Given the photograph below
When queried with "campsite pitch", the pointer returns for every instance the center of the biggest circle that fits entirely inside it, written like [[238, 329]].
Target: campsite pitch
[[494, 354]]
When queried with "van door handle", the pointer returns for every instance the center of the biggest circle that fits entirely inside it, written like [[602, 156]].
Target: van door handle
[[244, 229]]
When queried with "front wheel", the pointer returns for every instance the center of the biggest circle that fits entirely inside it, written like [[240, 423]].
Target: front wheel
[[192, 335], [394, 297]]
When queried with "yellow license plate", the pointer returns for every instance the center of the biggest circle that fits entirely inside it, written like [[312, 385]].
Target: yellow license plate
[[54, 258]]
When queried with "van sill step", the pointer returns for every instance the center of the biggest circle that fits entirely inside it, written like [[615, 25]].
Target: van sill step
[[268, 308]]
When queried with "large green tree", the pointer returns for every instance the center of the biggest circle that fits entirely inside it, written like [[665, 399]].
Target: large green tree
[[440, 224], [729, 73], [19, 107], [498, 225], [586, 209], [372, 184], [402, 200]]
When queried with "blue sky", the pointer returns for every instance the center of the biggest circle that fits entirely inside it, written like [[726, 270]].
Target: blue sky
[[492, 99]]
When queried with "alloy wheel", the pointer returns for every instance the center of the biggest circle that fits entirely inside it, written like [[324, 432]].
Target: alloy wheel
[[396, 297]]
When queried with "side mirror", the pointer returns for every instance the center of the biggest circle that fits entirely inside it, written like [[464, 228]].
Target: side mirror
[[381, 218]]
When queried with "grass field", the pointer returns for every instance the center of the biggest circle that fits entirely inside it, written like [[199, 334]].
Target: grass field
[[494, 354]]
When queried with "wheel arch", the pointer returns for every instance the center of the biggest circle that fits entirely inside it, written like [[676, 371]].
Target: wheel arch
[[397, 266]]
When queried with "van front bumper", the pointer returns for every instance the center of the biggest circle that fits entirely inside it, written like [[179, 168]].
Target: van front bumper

▬▬▬▬▬▬▬▬▬▬

▸ Requirement
Please reproduce each of the items above word for word, from the first line through the last.

▸ Output below
Given the photograph below
When queried with "campsite pitch", the pointer returns for every instance the center of the biggest circle that fits entirely inside it, written like [[238, 329]].
Target: campsite pitch
[[494, 354]]
When queried with "van door handle", the pointer returns for every instance the center of the biggest circle that fits entirely inside it, written like [[602, 156]].
Target: van door handle
[[244, 229]]
When queried with "front wheel", the pointer returns for every instance the center of the biggest circle that fits entirely inside it, written like [[240, 423]].
Target: front wheel
[[192, 335], [394, 297]]
When queried with "yellow license plate", the pointer returns for every instance the center of the biggest circle that fits entirely inside it, written like [[312, 385]].
Target: yellow license plate
[[54, 258]]
When queried with "van sill step", the pointer returns for every instance the center of the biggest circle that fits entirely inside it, written like [[615, 25]].
Target: van sill step
[[268, 308]]
When queried with "large green tree", the pointer returns for every instance the center of the biggest circle that fits entirely inside it, written like [[665, 399]].
Target: large green tree
[[440, 224], [729, 73], [19, 107], [498, 225], [586, 209], [372, 184], [402, 200]]
When queried with "blue sky", the pointer returns for every instance the center of the biggest circle that fits entirely inside it, written like [[726, 270]].
Target: blue sky
[[492, 99]]
When queried with "alloy wheel", the pointer returns for every instance the center of the biggest circle that fits entirely inside it, written like [[324, 432]].
Target: alloy wheel
[[396, 297]]
When queried with "side mirror", the pointer returns for every instance the center of the biggest circle that fits entirely inside it, written like [[464, 228]].
Target: side mirror
[[381, 218]]
When queried with "grass field", the pointer returns for every instance the center of the biggest circle that fits entirely inside it, written like [[199, 334]].
Target: grass field
[[494, 354]]
When queried with "wheel arch", the pointer returns for every instance the center of the biggest circle that fits entirely inside it, written like [[676, 371]].
Target: wheel arch
[[397, 266]]
When queried with "van front bumper", the pointer returns for every instance the center of the biggest circle that fits entirely inside it, written like [[179, 168]].
Target: van front bumper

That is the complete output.